- [Source material]
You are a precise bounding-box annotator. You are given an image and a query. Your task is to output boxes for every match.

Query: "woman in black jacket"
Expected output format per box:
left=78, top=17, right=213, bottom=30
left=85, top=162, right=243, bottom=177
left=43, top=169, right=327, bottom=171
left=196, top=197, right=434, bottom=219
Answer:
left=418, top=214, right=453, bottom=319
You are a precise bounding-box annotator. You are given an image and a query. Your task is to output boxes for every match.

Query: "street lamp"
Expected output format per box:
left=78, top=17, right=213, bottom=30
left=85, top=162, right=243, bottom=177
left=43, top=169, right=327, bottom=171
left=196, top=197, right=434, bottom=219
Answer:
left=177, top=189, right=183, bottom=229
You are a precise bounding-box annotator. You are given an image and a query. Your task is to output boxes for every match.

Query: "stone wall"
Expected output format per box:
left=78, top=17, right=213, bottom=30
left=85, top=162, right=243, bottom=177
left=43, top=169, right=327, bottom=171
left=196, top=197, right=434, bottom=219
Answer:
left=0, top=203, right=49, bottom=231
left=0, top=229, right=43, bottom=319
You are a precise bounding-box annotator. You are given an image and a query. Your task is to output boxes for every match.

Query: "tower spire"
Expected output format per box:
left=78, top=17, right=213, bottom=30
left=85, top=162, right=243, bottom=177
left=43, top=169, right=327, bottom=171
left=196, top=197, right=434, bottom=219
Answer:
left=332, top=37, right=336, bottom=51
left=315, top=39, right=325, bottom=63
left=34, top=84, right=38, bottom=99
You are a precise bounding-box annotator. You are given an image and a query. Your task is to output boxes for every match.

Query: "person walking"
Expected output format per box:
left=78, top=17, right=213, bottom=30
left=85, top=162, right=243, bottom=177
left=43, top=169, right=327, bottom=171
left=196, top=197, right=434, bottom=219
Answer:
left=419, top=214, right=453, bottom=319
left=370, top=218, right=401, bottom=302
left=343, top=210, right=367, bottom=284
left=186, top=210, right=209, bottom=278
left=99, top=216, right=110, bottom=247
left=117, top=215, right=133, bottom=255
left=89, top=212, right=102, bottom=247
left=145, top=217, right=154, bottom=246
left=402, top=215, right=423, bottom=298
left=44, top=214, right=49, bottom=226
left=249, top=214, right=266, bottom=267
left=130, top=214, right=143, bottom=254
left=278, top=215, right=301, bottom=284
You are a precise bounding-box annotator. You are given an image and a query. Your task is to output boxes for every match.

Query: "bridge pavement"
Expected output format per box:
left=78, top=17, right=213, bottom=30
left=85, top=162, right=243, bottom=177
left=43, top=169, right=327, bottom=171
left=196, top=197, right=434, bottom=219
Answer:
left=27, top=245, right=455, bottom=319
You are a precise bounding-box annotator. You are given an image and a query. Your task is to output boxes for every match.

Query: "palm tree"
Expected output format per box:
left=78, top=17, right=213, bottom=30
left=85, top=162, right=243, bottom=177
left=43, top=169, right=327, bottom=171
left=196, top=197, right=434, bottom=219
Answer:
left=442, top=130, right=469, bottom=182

- [Task brief] Please copy out the records exactly as they appear.

- [Exercise solution]
You are a precise bounding-box annotator. You are given an image and a query. Your task is to output boxes for every match.

Query: "woman in black jacket"
Expected output format per box:
left=78, top=17, right=213, bottom=30
left=85, top=162, right=243, bottom=177
left=43, top=169, right=327, bottom=171
left=196, top=197, right=434, bottom=219
Answer:
left=418, top=214, right=453, bottom=319
You are a precise bounding-box annotator. You are given an image and a query. Your task is to output boxes for every match.

Query: "street lamp"
Expected output format per box:
left=78, top=17, right=213, bottom=30
left=85, top=162, right=243, bottom=177
left=43, top=169, right=327, bottom=171
left=196, top=197, right=434, bottom=219
Answer:
left=177, top=189, right=183, bottom=229
You are a precise bounding-box annotator. You are given an image and a query. Your task is to output boxes for every match.

Query: "stone wall"
Expected output format per box:
left=78, top=17, right=213, bottom=30
left=85, top=162, right=243, bottom=177
left=43, top=169, right=327, bottom=171
left=196, top=197, right=434, bottom=219
Answer:
left=0, top=203, right=49, bottom=231
left=0, top=229, right=43, bottom=319
You are a precise bounding-box annotator. You are given an image and a query. Your task is to output boxes for every match.

Query: "tower spire"
Expected output format per box:
left=78, top=17, right=213, bottom=30
left=85, top=162, right=243, bottom=177
left=43, top=169, right=327, bottom=171
left=196, top=197, right=434, bottom=219
Answer:
left=332, top=37, right=336, bottom=51
left=315, top=39, right=325, bottom=63
left=34, top=84, right=38, bottom=99
You are a precise bounding-box annotator. You are given an image and a query. Your task is to output boxes for every match.

Query: "person walking"
Expected output format per box:
left=78, top=17, right=213, bottom=30
left=85, top=162, right=243, bottom=177
left=43, top=169, right=327, bottom=171
left=196, top=197, right=434, bottom=219
Answer:
left=419, top=214, right=453, bottom=319
left=370, top=218, right=401, bottom=302
left=343, top=210, right=367, bottom=284
left=186, top=210, right=209, bottom=278
left=99, top=216, right=110, bottom=247
left=117, top=215, right=133, bottom=255
left=89, top=212, right=102, bottom=247
left=145, top=217, right=154, bottom=246
left=402, top=215, right=423, bottom=298
left=44, top=214, right=49, bottom=226
left=249, top=214, right=266, bottom=267
left=130, top=214, right=143, bottom=254
left=278, top=215, right=301, bottom=284
You are a precise bounding-box annotator. You are given an image and a query. Your task is to output boxes for every match.

Query: "bridge pavement"
Expected output format per box:
left=78, top=17, right=213, bottom=30
left=85, top=162, right=243, bottom=177
left=43, top=169, right=327, bottom=171
left=196, top=197, right=434, bottom=219
Answer:
left=27, top=245, right=455, bottom=319
You are a precise bounding-box annotator. You are given an image and a query. Your task is to output boxes for every match.

Query: "palm tree"
Expected output format per box:
left=78, top=17, right=213, bottom=30
left=85, top=162, right=243, bottom=177
left=43, top=169, right=327, bottom=171
left=196, top=197, right=434, bottom=219
Answer:
left=442, top=130, right=469, bottom=182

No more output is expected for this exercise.